Selecting the right sized kettlebell is important in getting the most out of your kettlebell training.

A bell that is too light or too heavy is not only a waste of money, but will compromise the safety, productivity and enjoyment of your workouts.

Unlike traditional resistance equipment like barbells and dumbbells, you don’t need an extensive set of bells arranged in small weight increments.  A set of two or three kettlebells can provide you with years of challenging and productive workouts.

Progress can be sustained with the same kettlebell by varying exercises, leverage, intensity, sequencing and work-to-rest ratios to make your training more difficult.

Historically, Russian Kettlebells were measured in “poods.”  One pood equals 16 kilograms or about 35 lbs.  In my opinion it is unnecessary to work with weight increments any smaller than .5 poods.

How To Select The Right Bell For You

At the risk of sounding sexist, men typically over-estimate the amount of weight they can lift properly and women tend to under estimate their strength.  Either extreme, too light or too heavy, can pose problems.

Too Heavy

Keep in mind that Kettlebell training is dynamic.  In the course of a workout you will lift, swing, jerk and even throw that big chunk of cast iron in a variety of patterns, directions and positions.

If you are in over your head with an exceedingly heavy kettlebell, you run the risk of accidents, faulty body mechanics, injuries and property damage.

Too Light

When you begin your training, avoid the temptation to grab a “piddley” little kettlebell that is way below your current potential and fitness level.  Some people do so thinking that is an effective way to learn the basics quickly and safely.  That may not be the case.

Training with a kettlebell that is too light posses a different set of problems:

  • A light bell will reduce your results in strength development, fat loss, cardio vascular conditioning, and even injury prevention.
  • A light bell will not “load” the appropriate muscles needed to support the structure of the body, generate optimal force and may not fully activate the important stabilizer muscles (that may not yet be firing properly when you begin your functional training program).
  • It is possible to train “wrong” with a light Kettlebell and not realize it.  Kettlebell training is much more than “lifting weights.”  A KB is a “feedback” mechanism” that teaches you how to stabilize, align and move your body properly.

When the size of the bell is appropriately challenging, you MUST perform the exercises correctly or mistakes become glaringly obvious.

_DATA RECORDS_
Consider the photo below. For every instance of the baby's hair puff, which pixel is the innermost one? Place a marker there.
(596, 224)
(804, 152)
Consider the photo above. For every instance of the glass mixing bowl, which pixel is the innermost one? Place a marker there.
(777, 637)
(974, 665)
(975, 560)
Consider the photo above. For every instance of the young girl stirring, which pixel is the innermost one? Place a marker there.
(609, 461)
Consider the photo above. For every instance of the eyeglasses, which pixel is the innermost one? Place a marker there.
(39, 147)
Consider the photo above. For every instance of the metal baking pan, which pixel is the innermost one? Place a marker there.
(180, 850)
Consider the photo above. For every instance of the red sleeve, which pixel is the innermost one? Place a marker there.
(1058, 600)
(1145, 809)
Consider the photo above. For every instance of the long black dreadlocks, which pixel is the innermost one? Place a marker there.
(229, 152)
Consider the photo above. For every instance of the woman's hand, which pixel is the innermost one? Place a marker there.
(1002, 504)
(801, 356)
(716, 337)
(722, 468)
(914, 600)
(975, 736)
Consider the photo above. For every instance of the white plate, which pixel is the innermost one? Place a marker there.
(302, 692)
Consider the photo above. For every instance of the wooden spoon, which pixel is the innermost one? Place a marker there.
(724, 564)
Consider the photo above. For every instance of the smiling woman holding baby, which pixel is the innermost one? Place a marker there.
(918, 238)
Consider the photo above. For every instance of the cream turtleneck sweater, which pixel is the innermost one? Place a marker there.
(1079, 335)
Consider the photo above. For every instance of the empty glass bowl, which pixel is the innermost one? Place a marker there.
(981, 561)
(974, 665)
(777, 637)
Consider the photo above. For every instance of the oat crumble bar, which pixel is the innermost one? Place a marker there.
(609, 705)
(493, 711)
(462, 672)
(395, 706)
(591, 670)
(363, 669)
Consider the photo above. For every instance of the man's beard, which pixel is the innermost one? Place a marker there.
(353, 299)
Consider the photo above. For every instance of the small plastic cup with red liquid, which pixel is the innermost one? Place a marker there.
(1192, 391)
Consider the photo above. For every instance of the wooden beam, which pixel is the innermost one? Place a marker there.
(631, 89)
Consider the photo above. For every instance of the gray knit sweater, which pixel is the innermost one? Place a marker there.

_EXERCISE DETAILS_
According to the kettlebell passage, how much weight does one pood equal? The items have no connection to the kettlebell passage.

_FINAL ANSWER_
One pood equals 16 kilograms, or about 35 lbs.